- **DATA FOR THIS EXERCISE**

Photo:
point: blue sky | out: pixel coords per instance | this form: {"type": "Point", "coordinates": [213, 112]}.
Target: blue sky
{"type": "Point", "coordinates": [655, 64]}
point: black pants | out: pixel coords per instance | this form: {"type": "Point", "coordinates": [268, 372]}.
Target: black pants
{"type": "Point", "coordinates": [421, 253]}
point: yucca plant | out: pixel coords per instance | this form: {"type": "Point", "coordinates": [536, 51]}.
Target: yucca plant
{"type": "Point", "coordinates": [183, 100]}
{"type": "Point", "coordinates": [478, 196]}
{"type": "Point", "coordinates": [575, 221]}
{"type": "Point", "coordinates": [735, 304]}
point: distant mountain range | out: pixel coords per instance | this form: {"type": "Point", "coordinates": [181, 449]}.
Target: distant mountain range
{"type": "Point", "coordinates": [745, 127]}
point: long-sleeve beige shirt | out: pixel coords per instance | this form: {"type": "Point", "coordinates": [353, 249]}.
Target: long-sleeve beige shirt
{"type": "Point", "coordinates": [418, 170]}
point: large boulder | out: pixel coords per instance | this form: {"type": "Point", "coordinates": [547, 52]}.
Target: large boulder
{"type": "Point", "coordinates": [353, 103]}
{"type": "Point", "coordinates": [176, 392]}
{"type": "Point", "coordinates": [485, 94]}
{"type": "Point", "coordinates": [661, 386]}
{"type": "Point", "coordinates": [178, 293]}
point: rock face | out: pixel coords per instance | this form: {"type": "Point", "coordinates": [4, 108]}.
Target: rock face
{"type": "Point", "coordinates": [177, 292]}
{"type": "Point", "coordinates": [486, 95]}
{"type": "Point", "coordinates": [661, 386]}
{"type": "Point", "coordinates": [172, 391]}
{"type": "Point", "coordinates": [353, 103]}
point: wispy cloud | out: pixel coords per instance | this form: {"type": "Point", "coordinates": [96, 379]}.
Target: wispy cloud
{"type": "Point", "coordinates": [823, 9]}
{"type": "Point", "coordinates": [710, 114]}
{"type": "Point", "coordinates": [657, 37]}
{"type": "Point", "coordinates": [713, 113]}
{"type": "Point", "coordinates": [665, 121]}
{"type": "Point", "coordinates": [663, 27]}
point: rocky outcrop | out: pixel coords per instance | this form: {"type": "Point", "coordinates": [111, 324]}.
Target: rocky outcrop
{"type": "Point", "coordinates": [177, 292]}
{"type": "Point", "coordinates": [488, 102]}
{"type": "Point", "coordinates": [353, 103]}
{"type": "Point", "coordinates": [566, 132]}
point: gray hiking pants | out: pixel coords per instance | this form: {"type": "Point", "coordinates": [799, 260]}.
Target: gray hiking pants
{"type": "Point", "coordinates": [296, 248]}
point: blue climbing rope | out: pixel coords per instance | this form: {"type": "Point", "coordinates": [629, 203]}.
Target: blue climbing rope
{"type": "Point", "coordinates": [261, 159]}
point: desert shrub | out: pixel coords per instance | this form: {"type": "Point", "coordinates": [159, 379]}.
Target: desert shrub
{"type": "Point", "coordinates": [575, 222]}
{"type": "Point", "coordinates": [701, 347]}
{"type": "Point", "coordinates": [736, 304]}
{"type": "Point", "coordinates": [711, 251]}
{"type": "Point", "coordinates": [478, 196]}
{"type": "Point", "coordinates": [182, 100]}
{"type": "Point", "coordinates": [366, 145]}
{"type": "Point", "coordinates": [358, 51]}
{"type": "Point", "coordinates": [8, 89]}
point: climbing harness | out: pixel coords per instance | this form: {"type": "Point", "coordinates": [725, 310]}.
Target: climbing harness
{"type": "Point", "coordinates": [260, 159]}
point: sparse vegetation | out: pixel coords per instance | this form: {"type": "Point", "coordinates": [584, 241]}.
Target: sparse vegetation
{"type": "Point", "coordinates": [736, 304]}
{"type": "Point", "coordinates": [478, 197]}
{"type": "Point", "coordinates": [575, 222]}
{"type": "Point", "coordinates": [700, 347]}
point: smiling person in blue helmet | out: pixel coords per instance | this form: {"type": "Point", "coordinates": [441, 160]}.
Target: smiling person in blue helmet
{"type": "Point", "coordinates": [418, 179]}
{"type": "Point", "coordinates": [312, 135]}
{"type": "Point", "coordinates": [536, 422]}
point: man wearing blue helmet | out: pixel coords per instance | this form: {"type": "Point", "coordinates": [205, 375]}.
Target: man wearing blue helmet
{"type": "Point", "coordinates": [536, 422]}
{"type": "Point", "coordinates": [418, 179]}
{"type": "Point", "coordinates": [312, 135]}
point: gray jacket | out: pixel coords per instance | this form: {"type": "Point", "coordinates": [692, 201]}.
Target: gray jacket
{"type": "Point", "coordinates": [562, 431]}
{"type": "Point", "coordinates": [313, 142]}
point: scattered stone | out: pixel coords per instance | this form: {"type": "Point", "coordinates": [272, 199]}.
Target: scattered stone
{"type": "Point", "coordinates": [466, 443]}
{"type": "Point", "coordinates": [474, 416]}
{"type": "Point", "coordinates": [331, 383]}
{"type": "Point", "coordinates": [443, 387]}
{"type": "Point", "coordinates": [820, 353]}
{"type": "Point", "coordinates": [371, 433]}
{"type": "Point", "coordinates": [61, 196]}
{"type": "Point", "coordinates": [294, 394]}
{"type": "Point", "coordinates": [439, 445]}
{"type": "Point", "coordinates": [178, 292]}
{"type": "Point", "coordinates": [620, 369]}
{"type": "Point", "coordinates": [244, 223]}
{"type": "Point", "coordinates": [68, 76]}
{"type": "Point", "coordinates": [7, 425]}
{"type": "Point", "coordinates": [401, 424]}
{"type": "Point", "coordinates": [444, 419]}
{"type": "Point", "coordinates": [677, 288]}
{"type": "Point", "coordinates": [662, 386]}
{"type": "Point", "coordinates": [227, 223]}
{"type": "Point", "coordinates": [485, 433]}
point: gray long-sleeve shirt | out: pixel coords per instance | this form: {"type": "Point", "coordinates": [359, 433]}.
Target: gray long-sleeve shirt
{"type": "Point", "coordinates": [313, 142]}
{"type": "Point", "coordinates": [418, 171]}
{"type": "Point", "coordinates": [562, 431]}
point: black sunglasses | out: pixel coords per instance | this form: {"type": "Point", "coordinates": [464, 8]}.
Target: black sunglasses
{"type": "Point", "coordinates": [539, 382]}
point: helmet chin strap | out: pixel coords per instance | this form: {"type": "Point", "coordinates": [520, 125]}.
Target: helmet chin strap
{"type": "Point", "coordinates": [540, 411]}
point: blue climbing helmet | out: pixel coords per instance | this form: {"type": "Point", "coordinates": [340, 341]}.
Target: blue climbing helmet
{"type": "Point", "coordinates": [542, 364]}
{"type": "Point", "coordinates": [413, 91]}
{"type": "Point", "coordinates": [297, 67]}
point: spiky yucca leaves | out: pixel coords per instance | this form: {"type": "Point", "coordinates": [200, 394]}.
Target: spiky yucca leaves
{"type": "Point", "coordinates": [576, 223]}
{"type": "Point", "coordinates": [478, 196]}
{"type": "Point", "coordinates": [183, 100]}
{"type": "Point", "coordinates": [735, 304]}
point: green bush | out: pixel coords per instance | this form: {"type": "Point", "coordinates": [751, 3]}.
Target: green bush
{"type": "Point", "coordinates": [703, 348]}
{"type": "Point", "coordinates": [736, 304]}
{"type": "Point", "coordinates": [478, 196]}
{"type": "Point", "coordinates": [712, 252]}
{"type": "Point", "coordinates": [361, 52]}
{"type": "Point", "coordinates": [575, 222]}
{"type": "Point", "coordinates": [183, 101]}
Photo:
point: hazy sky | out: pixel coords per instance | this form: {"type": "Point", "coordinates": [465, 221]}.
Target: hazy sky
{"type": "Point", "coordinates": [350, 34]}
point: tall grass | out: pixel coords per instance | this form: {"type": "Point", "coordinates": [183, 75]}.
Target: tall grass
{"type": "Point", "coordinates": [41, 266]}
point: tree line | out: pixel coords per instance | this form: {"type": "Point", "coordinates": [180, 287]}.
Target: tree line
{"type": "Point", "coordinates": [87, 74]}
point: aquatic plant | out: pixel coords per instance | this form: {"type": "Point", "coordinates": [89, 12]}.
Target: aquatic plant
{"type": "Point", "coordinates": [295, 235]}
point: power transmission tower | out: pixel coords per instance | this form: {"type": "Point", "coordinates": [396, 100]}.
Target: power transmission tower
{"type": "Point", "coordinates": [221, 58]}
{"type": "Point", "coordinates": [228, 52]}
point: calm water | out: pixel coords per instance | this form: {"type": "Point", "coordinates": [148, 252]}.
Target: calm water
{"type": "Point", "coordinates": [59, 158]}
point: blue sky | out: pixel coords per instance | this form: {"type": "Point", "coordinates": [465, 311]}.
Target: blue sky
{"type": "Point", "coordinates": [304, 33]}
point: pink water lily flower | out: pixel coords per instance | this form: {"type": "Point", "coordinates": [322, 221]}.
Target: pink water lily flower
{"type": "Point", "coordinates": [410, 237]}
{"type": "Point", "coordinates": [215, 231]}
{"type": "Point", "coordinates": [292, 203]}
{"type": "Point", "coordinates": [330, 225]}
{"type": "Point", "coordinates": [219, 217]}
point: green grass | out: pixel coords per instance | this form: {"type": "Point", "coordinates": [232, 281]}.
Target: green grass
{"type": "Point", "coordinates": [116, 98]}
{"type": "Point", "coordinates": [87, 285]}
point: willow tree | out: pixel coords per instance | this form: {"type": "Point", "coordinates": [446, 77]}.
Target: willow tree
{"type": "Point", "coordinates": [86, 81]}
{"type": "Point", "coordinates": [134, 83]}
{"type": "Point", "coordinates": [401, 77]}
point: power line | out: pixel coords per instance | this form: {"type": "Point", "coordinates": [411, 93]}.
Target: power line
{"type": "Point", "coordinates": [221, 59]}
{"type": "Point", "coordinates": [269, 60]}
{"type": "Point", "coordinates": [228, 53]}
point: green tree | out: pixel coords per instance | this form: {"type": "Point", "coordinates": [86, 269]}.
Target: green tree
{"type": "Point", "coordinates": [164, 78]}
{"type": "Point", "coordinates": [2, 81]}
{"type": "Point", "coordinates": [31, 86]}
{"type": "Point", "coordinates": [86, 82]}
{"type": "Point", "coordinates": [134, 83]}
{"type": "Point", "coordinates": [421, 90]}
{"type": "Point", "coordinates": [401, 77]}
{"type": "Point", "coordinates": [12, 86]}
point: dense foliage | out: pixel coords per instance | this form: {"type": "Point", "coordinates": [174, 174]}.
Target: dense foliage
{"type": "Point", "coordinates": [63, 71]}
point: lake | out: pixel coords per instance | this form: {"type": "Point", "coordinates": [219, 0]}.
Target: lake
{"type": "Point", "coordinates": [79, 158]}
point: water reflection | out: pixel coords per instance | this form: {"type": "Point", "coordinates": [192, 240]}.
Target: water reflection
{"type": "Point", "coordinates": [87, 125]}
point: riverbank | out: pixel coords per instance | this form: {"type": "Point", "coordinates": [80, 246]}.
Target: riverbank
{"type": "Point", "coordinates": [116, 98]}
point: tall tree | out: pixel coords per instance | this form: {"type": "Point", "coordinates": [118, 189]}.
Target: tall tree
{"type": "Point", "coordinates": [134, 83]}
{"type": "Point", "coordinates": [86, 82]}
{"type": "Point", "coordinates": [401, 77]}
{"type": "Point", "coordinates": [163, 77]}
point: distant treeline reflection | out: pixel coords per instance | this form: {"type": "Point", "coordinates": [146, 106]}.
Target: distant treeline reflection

- **EXERCISE OBJECTIVE**
Write out, word for word, the line containing "point: water reflection" and every line after it to the end of the data above.

- **EXERCISE SOLUTION**
point: water reflection | out: pixel coords per instance | this form: {"type": "Point", "coordinates": [192, 240]}.
Target: water reflection
{"type": "Point", "coordinates": [87, 125]}
point: riverbank | out: pixel coords per instance | this form: {"type": "Point", "coordinates": [80, 246]}.
Target: riverbank
{"type": "Point", "coordinates": [116, 98]}
point: tall tree | out: pixel coords per instance | this form: {"type": "Point", "coordinates": [118, 189]}.
Target: tall tree
{"type": "Point", "coordinates": [134, 83]}
{"type": "Point", "coordinates": [86, 82]}
{"type": "Point", "coordinates": [401, 77]}
{"type": "Point", "coordinates": [163, 77]}
point: distant treeline reflection | out: pixel coords per instance | this form: {"type": "Point", "coordinates": [146, 106]}.
Target: distant treeline reflection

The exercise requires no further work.